> [TEXT TO READ]:
[LeetCode]030. Substring with Concatenation of All Words

You are given a string, S, and a list of words, L, that are all of the same length. Find all starting indices of substring(s) in S that is a concatenation of each word in L exactly once and without any intervening characters.

For example, given:
S: "barfoothefoobarman"
L: ["foo", "bar"]

You should return the indices: [0,9].
(order does not matter).

Solution:

create two HashMaps to store the words and the substrings (which contains the numbers of their occurence)

running time: O(nm), n is the length of the string, m is the size of the L[];

Note: watch the annotations.

是所有的单词的连接，不是每两个的连接，需要分清楚！

public class Solution {
    public ArrayList<Integer> findSubstring(String S, String[] L) {
        // Start typing your Java solution below
        // DO NOT write main() function
        ArrayList<Integer> result = new ArrayList<Integer>();
        HashMap<String, Integer> sMap = new HashMap<String, Integer>();
        HashMap<String, Integer> lMap = new HashMap<String, Integer>();
        if(L==null){
            return result;
        }
        int size = L.length;
        int len = L[0].length();
        //set the HashMap for String[] L; 
        for(int i=0; i<size; i++){
            if(!lMap.containsKey(L[i])){
                lMap.put(L[i], 1);
            }else{
                int k = lMap.get(L[i]);
                lMap.put(L[i], k+1);
            }
        }
        
        for(int i=0; i<=S.length()-size*len; i++){
            sMap.clear();
            //this step is very important, 
            //each time when i changes we need clear the relationship in HashMap sMap.
            int j=0;
            for(;j<size;j++){
                String subS = S.substring(i+j*len, i+(j+1)*len);
                if(!lMap.containsKey(subS)){
                    break;
                }
                //set the HashMap for substring
                if(!sMap.containsKey(subS)){
                    sMap.put(subS,1);
                }else{
                    int k = sMap.get(subS);
                    sMap.put(subS, k+1);
                }
                //if the occurence number of substring more than string in LMap 
                if(sMap.get(subS) > lMap.get(subS)){
                    break;
                }
            }
            if(j == size){
                result.add(i);
            }
        }
        return result;
    }
}

> [RAW RECORDS]:

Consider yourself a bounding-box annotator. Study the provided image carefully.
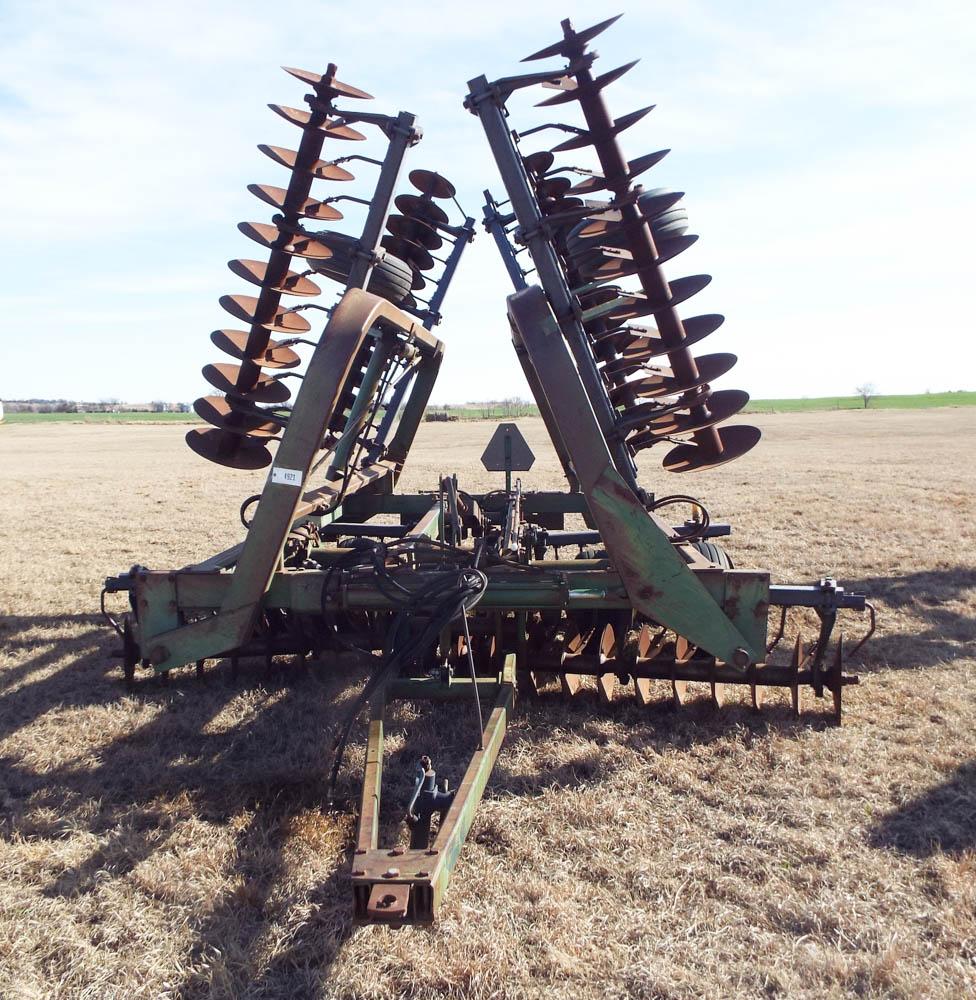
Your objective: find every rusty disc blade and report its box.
[393,194,448,224]
[522,14,623,62]
[247,184,342,222]
[536,59,640,108]
[386,215,444,250]
[237,222,332,260]
[220,295,312,333]
[535,177,573,198]
[663,424,762,472]
[598,313,724,375]
[380,236,434,271]
[281,66,373,101]
[186,427,271,469]
[203,363,291,403]
[258,143,355,181]
[610,354,738,406]
[193,396,281,438]
[210,330,302,368]
[227,259,322,297]
[627,389,749,450]
[522,149,556,177]
[410,170,457,198]
[268,104,366,141]
[608,274,712,322]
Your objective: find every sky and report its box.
[0,0,976,402]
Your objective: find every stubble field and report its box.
[0,409,976,1000]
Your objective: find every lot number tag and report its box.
[271,466,302,487]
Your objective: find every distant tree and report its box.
[854,382,878,410]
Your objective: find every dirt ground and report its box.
[0,409,976,1000]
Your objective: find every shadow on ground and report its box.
[844,566,976,670]
[870,761,976,858]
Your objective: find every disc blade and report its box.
[393,194,448,224]
[637,188,685,219]
[203,364,291,403]
[610,354,738,406]
[627,389,749,451]
[663,424,762,472]
[210,330,302,368]
[410,170,457,198]
[237,222,332,260]
[220,295,312,333]
[227,260,322,297]
[598,313,724,374]
[186,427,271,469]
[258,143,355,181]
[268,104,366,142]
[386,215,444,250]
[380,235,434,271]
[247,184,342,222]
[522,14,623,62]
[281,66,373,101]
[193,396,281,438]
[522,149,556,174]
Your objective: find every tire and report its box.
[691,542,735,569]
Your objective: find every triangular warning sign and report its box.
[481,424,535,472]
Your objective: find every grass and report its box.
[4,412,202,424]
[744,392,976,413]
[0,409,976,1000]
[6,392,976,424]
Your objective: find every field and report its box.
[7,391,976,424]
[0,408,976,1000]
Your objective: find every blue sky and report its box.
[0,0,976,402]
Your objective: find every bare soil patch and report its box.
[0,409,976,1000]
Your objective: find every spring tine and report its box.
[790,632,804,719]
[227,259,322,297]
[522,14,623,62]
[268,104,366,142]
[247,184,342,222]
[258,143,355,181]
[237,222,332,260]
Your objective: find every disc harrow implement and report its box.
[102,18,874,926]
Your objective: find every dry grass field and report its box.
[0,409,976,1000]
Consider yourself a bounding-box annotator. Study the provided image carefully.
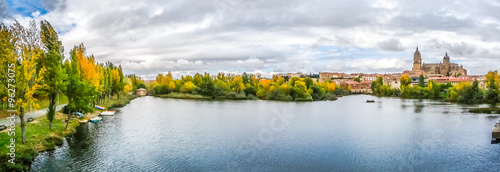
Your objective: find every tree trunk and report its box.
[19,107,26,143]
[47,93,57,130]
[64,111,72,129]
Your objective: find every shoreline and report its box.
[0,95,138,171]
[154,93,342,102]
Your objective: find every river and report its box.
[32,95,500,171]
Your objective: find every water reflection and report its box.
[32,95,500,171]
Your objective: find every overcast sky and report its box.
[0,0,500,79]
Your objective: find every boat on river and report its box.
[90,116,102,122]
[101,111,115,116]
[94,105,106,110]
[491,121,500,144]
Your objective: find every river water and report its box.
[32,95,500,171]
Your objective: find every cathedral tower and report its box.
[412,46,422,72]
[440,52,451,76]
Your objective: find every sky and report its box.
[0,0,500,79]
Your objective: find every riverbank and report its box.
[0,94,68,119]
[0,95,137,171]
[158,93,342,102]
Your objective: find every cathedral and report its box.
[412,47,467,76]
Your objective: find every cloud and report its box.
[0,0,11,20]
[0,0,500,78]
[377,38,404,51]
[426,39,476,56]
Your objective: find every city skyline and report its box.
[0,0,500,79]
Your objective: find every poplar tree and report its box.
[12,20,45,143]
[40,20,66,130]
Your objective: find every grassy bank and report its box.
[469,107,500,114]
[0,95,137,171]
[0,94,68,119]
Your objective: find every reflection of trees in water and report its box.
[66,122,98,169]
[401,99,408,109]
[413,99,424,113]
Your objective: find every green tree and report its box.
[12,20,44,142]
[459,80,483,104]
[40,20,66,130]
[137,83,147,89]
[0,23,17,109]
[486,71,500,104]
[418,74,425,87]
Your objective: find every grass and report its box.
[0,112,80,171]
[0,94,68,119]
[0,95,137,171]
[469,107,500,114]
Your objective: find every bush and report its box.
[137,83,147,89]
[243,86,257,96]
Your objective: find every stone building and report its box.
[412,47,467,76]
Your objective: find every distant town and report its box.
[266,47,480,93]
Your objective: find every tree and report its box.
[137,83,146,89]
[399,74,412,90]
[0,23,17,109]
[486,71,500,104]
[200,79,215,98]
[12,20,45,142]
[418,74,425,87]
[64,44,98,128]
[461,80,483,104]
[40,20,66,130]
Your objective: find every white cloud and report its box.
[0,0,500,78]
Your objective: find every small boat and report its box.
[73,112,85,118]
[90,116,102,122]
[94,105,106,110]
[101,110,115,116]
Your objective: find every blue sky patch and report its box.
[7,0,48,17]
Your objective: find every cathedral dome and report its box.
[414,46,420,56]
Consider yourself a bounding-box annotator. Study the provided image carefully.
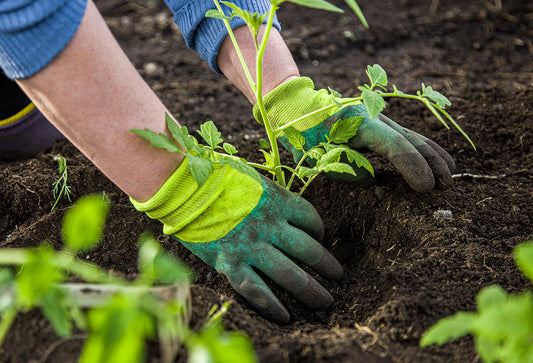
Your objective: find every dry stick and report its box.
[452,169,528,179]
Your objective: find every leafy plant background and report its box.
[0,0,533,362]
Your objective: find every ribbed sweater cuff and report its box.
[0,0,87,79]
[167,0,281,73]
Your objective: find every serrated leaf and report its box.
[323,163,355,176]
[328,116,363,144]
[259,139,270,149]
[514,241,533,282]
[287,0,344,13]
[344,0,368,28]
[260,149,274,167]
[187,154,213,186]
[62,195,109,252]
[16,245,65,308]
[307,148,326,160]
[222,142,237,155]
[316,145,344,170]
[283,127,305,151]
[197,121,223,149]
[366,64,388,87]
[205,9,231,20]
[422,83,452,109]
[297,166,320,179]
[130,129,180,152]
[166,114,199,153]
[362,90,385,119]
[420,312,476,347]
[344,149,374,176]
[227,158,261,182]
[39,288,72,338]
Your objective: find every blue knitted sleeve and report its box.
[0,0,87,78]
[165,0,280,73]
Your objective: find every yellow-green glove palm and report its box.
[254,77,455,192]
[132,159,343,323]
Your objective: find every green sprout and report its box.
[130,0,475,195]
[50,154,72,212]
[420,241,533,363]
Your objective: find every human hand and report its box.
[254,77,455,192]
[132,159,343,323]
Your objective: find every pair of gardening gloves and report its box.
[132,78,454,323]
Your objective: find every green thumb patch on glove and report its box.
[130,158,263,243]
[253,77,337,131]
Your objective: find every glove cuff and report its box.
[130,158,263,242]
[253,77,335,131]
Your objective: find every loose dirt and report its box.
[0,0,533,363]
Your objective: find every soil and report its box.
[0,0,533,363]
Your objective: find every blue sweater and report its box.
[0,0,280,79]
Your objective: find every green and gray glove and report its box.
[132,158,343,323]
[254,77,455,192]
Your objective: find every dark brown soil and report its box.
[0,0,533,362]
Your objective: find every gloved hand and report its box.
[132,158,343,323]
[254,77,455,192]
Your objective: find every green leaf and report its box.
[80,294,155,363]
[139,234,192,284]
[16,245,65,309]
[420,312,476,347]
[307,147,326,160]
[344,0,368,29]
[39,288,72,337]
[198,121,223,149]
[222,142,237,155]
[283,127,305,151]
[324,163,355,176]
[328,116,363,144]
[187,153,213,186]
[205,9,231,20]
[366,64,388,87]
[422,83,452,109]
[362,90,385,119]
[514,241,533,282]
[166,113,200,154]
[62,194,109,252]
[259,139,270,149]
[130,129,180,152]
[344,149,374,176]
[297,166,320,179]
[287,0,344,13]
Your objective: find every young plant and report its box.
[0,195,255,363]
[420,241,533,363]
[131,0,475,195]
[50,154,72,212]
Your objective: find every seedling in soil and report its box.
[0,195,255,363]
[50,154,72,212]
[131,0,475,195]
[420,241,533,363]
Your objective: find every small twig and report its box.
[452,173,507,179]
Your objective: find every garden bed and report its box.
[0,0,533,363]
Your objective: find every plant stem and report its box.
[213,0,256,92]
[255,5,286,187]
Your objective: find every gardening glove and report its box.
[132,158,343,323]
[254,77,455,192]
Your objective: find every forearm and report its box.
[18,2,181,201]
[217,26,300,104]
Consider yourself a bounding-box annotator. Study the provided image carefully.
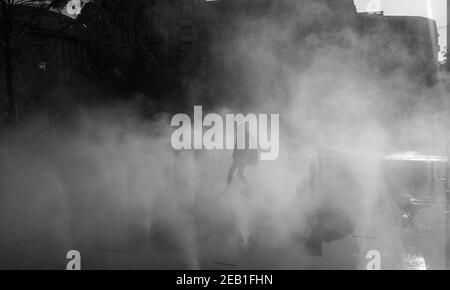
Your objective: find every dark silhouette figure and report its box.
[227,128,258,189]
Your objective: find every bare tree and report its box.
[0,0,50,126]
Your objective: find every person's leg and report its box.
[227,160,237,185]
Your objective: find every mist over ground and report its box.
[0,1,447,269]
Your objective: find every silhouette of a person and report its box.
[227,127,258,189]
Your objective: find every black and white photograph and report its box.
[0,0,450,274]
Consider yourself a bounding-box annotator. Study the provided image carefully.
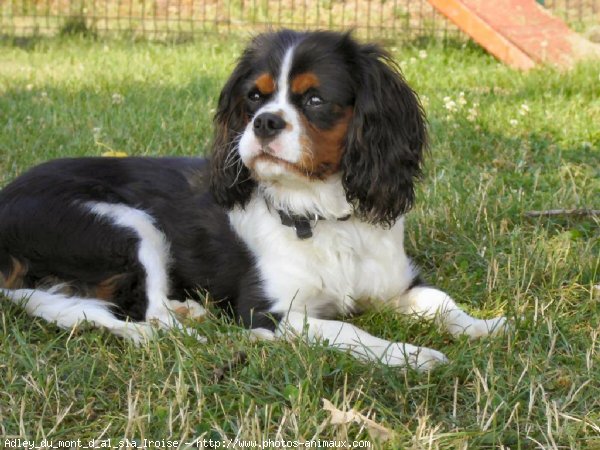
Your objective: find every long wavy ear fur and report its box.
[210,47,255,209]
[342,45,427,226]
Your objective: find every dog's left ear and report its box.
[210,47,255,209]
[342,45,427,226]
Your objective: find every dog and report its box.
[0,30,506,370]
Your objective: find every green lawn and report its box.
[0,37,600,449]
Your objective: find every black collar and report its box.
[277,209,350,240]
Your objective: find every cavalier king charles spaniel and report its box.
[0,30,506,370]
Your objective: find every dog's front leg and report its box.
[395,286,507,338]
[276,312,447,371]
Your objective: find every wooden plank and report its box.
[429,0,600,70]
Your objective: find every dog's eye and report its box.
[306,94,325,108]
[248,91,262,103]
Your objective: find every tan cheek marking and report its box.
[254,73,275,95]
[300,108,352,178]
[292,72,321,94]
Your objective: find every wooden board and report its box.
[429,0,600,70]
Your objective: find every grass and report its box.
[0,33,600,449]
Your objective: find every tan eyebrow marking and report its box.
[292,72,321,94]
[254,72,275,94]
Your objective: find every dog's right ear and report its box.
[210,47,256,209]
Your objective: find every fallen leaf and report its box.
[321,398,392,442]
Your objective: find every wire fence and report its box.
[0,0,600,40]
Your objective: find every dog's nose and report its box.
[253,113,286,139]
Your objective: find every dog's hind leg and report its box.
[0,289,155,344]
[88,203,201,338]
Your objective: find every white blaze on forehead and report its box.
[275,47,294,103]
[239,46,303,170]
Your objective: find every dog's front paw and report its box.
[382,343,448,372]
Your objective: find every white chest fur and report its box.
[229,196,414,318]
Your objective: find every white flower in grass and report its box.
[112,93,125,105]
[519,103,529,116]
[467,106,478,122]
[444,97,458,112]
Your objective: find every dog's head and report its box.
[211,30,427,225]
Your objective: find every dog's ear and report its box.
[210,49,255,209]
[342,45,427,226]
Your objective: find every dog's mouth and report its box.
[250,145,308,178]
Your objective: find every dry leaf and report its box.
[321,398,392,441]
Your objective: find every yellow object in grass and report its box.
[102,150,129,158]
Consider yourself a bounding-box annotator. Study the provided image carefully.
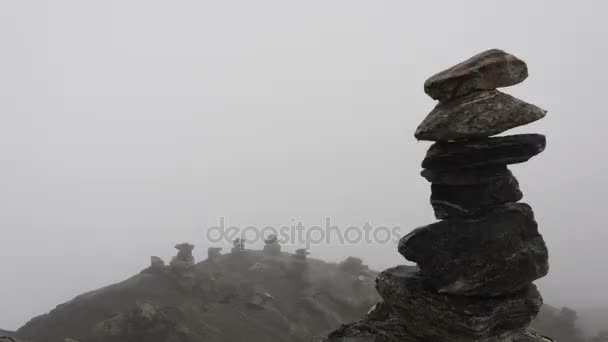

> [OBJECTIVES]:
A: From the substring concatenation write-up, reproduce the passage starting at "[LeetCode]030. Substring with" and ending at "any intervening characters.".
B: In the substring concatenation write-up, turn the paragraph beginning "You are given a string, S" into a short bulleted list that keeps its main facts.

> [TASK SOLUTIONS]:
A:
[LeetCode]030. Substring with Concatenation of All Words

You are given a string, S, and a list of words, L, that are all of the same length. Find all starting indices of substring(s) in S that is a concatenation of each word in L exactly once and without any intervening characters.

B:
- Input: a string S and a list L of words that all have the same length.
- Goal: find every starting index in S of a substring that is a concatenation of each word in L exactly once.
- The words in that substring must have no intervening characters.